MATERIAL FOR THIS TASK
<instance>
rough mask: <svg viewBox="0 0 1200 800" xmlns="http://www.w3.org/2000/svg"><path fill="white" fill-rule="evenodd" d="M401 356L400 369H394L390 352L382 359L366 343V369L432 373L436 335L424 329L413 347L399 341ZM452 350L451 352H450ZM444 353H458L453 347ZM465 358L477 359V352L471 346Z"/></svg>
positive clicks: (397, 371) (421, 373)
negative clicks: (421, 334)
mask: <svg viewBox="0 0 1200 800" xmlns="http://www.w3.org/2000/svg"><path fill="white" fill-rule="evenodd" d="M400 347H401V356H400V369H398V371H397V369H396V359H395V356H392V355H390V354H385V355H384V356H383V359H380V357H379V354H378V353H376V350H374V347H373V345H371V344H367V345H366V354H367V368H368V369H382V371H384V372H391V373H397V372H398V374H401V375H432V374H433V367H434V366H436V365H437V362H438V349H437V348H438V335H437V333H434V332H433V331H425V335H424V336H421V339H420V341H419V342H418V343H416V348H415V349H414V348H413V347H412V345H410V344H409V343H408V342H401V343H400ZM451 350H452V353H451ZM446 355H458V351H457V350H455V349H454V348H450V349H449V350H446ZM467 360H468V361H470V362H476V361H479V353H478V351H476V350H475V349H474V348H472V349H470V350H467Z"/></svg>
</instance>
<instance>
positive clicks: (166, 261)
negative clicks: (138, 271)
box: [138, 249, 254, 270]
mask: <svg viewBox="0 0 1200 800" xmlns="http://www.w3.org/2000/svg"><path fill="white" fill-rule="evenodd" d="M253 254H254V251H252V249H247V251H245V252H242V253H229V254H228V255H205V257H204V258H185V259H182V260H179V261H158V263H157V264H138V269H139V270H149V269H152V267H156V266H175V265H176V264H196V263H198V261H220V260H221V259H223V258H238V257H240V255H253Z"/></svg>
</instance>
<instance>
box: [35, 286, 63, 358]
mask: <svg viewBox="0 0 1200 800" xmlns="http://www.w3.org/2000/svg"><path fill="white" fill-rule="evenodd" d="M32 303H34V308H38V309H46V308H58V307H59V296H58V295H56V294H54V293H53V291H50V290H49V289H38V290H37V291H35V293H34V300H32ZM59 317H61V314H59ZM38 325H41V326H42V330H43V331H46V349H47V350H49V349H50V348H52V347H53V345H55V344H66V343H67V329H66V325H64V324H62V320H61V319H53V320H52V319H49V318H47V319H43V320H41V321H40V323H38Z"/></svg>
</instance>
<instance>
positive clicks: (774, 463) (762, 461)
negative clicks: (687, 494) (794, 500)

PROBLEM DETAILS
Could you copy out all of the material above, character for character, with no changes?

SOLUTION TO THE PROBLEM
<instance>
rough mask: <svg viewBox="0 0 1200 800" xmlns="http://www.w3.org/2000/svg"><path fill="white" fill-rule="evenodd" d="M401 356L400 369H394L390 352L382 359L366 343V369L432 373L436 335L424 329L413 347L399 341ZM452 350L451 352H450ZM444 353H458L453 347ZM465 358L477 359V352L471 346Z"/></svg>
positive clicks: (397, 371) (421, 373)
negative clicks: (421, 334)
mask: <svg viewBox="0 0 1200 800" xmlns="http://www.w3.org/2000/svg"><path fill="white" fill-rule="evenodd" d="M400 347H401V356H400V369H398V371H397V369H396V359H395V356H392V355H390V354H385V355H384V356H383V359H380V357H379V354H378V353H376V350H374V347H373V345H371V344H367V345H366V354H367V368H368V369H382V371H384V372H391V373H397V372H398V374H401V375H432V374H433V367H434V366H436V365H437V362H438V349H437V348H438V335H437V333H434V332H433V331H425V335H424V336H421V339H420V341H419V342H418V343H416V348H415V349H414V348H413V347H412V345H410V344H409V343H408V342H401V343H400ZM451 350H452V353H451ZM446 355H458V351H457V350H455V349H454V348H450V349H449V350H446ZM467 360H468V361H470V362H476V361H479V353H478V351H476V350H475V349H474V348H472V349H470V350H467Z"/></svg>
</instance>
<instance>
positive clicks: (166, 261)
negative clicks: (138, 271)
box: [138, 249, 254, 270]
mask: <svg viewBox="0 0 1200 800" xmlns="http://www.w3.org/2000/svg"><path fill="white" fill-rule="evenodd" d="M253 254H254V251H252V249H247V251H245V252H242V253H229V254H228V255H205V257H204V258H185V259H182V260H179V261H158V263H157V264H138V269H139V270H149V269H152V267H156V266H175V265H176V264H196V263H198V261H220V260H221V259H223V258H238V257H240V255H253Z"/></svg>
</instance>
<instance>
box: [35, 286, 63, 358]
mask: <svg viewBox="0 0 1200 800" xmlns="http://www.w3.org/2000/svg"><path fill="white" fill-rule="evenodd" d="M32 303H34V308H38V309H46V308H58V307H59V296H58V295H56V294H54V293H53V291H50V290H49V289H38V290H37V291H35V293H34V300H32ZM59 317H61V314H59ZM38 325H41V326H42V330H43V331H46V349H47V350H49V349H50V348H52V347H53V345H55V344H66V343H67V329H66V325H64V324H62V320H61V319H53V320H52V319H49V318H47V319H43V320H41V321H40V323H38Z"/></svg>
</instance>
<instance>
positive clicks: (774, 463) (762, 461)
negative clicks: (687, 494) (794, 500)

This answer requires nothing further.